### Work required
Pick up the passage about the friendship between Lewis and Dwight Clark after its final sentence and carry it forward.

### Extract to read
□ □ □ □ □
Lewis and Clark met in the early 1980s, and the duo charted a friendship course that lasted nearly four decades. The two hit it off early, finding commonalities like each having two kids of roughly the same ages.

“It was kind of cool that Dwight Clark was my pal,” Lewis recalled in 2018. “He felt the same way, and would call me his pal. On the phone he’d say ‘My pal, my pal.’”

They kept in touch long after fading from peak stardom. Clark was diagnosed with ALS in 2017, and shortly before his death in 2018, among the small group of friends to come visit him in Montana was Lewis, as a surprise to Clark.

“The smile on Clark’s face, I mean, oh my God,” Policy told Sports Illustrated.
□ □ □ □ □
### Listed records
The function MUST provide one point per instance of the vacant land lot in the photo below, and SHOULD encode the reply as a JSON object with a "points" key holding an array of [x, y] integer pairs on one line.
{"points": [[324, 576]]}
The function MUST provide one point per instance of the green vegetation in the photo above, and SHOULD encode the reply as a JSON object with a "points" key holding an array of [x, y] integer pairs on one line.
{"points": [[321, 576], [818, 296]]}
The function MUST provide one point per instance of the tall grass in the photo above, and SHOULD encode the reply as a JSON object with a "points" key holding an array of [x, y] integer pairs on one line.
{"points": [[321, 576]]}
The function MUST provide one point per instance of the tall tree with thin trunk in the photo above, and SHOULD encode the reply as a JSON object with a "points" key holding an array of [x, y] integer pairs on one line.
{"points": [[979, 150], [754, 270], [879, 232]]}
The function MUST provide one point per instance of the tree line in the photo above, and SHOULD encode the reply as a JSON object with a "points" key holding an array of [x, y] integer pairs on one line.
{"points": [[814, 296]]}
□ □ □ □ □
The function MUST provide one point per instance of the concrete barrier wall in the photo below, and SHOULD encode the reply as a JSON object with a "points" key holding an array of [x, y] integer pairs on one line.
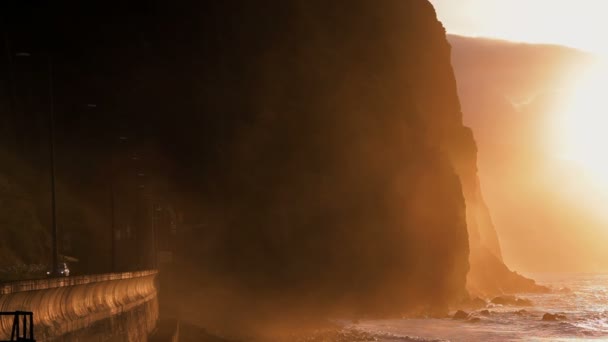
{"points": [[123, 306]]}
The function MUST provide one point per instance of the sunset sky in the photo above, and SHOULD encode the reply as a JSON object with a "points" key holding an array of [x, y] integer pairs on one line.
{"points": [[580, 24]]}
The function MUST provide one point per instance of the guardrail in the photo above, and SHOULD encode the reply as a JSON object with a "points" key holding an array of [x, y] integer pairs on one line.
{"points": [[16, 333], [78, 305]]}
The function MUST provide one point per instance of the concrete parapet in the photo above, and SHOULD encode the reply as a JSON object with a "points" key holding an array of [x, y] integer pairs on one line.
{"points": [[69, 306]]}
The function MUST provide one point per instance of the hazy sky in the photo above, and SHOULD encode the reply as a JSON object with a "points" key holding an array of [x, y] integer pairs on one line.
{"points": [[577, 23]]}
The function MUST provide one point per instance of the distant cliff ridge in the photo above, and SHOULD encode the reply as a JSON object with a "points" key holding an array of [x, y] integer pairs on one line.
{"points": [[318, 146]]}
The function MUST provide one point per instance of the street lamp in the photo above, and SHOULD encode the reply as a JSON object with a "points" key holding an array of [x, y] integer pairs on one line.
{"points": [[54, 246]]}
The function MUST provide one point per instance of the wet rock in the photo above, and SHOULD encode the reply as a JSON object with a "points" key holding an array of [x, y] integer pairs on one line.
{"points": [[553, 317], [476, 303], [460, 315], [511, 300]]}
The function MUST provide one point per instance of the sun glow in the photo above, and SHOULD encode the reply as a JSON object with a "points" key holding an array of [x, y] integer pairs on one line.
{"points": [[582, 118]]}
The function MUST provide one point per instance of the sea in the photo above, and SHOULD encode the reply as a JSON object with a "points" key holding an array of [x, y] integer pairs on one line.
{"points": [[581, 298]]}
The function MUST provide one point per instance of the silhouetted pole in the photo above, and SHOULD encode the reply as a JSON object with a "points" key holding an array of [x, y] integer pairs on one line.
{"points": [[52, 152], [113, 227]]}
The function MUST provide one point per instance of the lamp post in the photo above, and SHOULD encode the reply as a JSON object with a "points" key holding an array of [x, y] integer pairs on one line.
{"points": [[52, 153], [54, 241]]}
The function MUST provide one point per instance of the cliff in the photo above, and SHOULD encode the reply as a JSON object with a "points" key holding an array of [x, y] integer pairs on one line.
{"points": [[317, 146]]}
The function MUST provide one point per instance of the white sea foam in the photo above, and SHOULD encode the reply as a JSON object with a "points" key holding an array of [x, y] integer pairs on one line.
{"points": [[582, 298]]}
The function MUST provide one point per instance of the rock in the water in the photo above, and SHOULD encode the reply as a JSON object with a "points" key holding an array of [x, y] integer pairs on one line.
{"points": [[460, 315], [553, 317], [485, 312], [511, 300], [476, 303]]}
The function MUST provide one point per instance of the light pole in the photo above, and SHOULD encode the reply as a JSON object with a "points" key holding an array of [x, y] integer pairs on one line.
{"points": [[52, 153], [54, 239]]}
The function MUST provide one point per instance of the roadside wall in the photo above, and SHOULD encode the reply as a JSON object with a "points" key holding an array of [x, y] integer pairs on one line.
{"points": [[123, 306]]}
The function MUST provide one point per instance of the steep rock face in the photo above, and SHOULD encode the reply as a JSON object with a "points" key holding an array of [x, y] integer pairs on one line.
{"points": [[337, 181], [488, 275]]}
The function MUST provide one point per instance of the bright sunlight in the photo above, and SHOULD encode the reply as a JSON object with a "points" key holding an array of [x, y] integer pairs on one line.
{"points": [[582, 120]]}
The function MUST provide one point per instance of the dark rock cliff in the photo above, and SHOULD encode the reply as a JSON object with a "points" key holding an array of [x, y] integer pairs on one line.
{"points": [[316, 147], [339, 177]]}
□ □ □ □ □
### Exercise response
Lewis help begin a Chiefs tradition

In 1993, Lewis sang the national anthem before Montana’s home debut, and apparently started an Arrowhead Stadium tradition. From the Kansas City Star:

With a crowd of 78,453 on hand, the largest in more than 20 years at Arrowhead, Lewis put an exclamation point on his rendition with “home of the CHIEFS!”

Best as anyone, including Chiefs historian Bob Moore, can seem to sort out, with that the tradition was born.

Still, it’s the 49ers most associated with Lewis, and for good reason. Huey Lewis and the News’ first gold record was Picture This, which was released Jan. 29, 1982, just five days after Montana and the 49ers won their first Super Bowl. The band had five straight gold records, including three that went platinum. Their most famous album is literally called Sports.

Today, Lewis says his hearing loss from Meniere’s Disease has greatly impairing his ability to sing and that the band’s next album may be his last. Fittingly, that album comes out in February, soon after the 49ers and Chiefs meet in the Super Bowl.